Your objective: Copy out, in full, every line of the material below that contains the string "male". Matching is case-sensitive.

Records shown:
— start —

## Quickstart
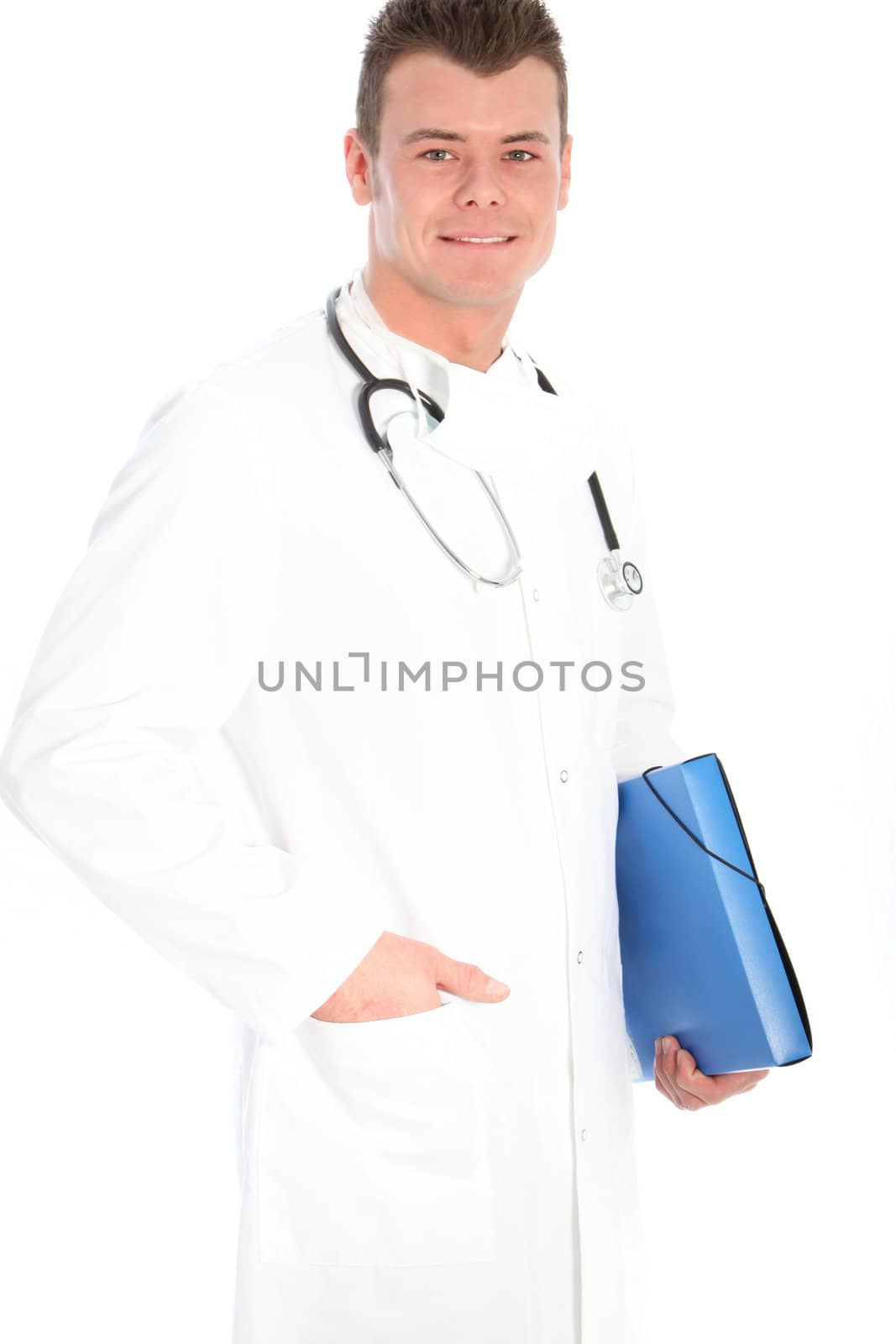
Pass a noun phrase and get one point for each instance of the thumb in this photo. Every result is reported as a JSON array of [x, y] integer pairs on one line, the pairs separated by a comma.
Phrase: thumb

— end —
— start —

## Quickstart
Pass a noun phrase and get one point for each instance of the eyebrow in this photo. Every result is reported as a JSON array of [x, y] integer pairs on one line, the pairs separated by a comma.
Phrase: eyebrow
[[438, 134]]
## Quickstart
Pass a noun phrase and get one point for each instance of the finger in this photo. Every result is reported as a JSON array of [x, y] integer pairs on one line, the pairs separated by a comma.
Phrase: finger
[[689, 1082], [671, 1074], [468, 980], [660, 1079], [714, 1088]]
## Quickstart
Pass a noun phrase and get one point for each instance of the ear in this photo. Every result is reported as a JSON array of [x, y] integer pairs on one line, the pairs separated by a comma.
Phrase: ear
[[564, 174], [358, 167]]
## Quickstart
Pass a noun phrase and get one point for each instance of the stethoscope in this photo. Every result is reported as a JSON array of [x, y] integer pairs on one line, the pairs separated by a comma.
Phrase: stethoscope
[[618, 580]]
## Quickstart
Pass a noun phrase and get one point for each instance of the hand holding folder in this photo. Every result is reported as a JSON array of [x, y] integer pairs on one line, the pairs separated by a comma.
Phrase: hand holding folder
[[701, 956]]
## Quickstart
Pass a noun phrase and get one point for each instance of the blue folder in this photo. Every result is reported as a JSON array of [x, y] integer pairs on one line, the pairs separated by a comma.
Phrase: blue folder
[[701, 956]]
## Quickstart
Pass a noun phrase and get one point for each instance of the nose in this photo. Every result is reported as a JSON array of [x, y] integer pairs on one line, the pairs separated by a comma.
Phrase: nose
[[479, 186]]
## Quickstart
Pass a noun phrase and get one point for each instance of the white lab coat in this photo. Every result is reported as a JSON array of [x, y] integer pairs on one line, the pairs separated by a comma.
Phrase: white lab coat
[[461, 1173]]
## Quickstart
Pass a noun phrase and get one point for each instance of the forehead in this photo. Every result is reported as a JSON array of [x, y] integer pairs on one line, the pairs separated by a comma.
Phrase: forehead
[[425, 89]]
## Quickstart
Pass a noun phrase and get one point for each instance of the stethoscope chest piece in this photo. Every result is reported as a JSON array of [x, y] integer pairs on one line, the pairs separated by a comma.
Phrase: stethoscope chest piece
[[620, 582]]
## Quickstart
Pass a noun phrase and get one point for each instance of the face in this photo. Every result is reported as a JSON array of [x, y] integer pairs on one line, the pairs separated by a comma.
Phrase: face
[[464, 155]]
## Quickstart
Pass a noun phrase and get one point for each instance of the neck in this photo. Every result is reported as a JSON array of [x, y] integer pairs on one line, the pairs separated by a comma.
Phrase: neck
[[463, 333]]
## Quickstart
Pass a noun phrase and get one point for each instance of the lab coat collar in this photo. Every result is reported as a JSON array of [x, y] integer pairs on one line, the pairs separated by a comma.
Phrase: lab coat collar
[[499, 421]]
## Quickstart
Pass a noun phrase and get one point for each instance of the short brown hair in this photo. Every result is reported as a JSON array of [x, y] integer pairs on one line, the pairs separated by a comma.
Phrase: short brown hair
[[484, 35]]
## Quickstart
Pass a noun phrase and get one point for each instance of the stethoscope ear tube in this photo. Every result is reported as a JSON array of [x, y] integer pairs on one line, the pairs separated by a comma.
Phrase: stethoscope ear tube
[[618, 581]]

— end —
— start —

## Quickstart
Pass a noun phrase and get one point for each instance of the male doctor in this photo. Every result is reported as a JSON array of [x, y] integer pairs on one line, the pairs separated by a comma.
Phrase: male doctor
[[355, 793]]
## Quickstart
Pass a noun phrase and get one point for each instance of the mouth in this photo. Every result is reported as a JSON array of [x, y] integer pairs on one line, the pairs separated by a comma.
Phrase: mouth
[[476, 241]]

— end —

Output of the task:
Pass a noun phrase and get one point for each instance of the male doctor in this photo. Every result is reported as a JSON array of [x, y] integer pairs on one line, the pairs separated by a comma.
Phrase: male doctor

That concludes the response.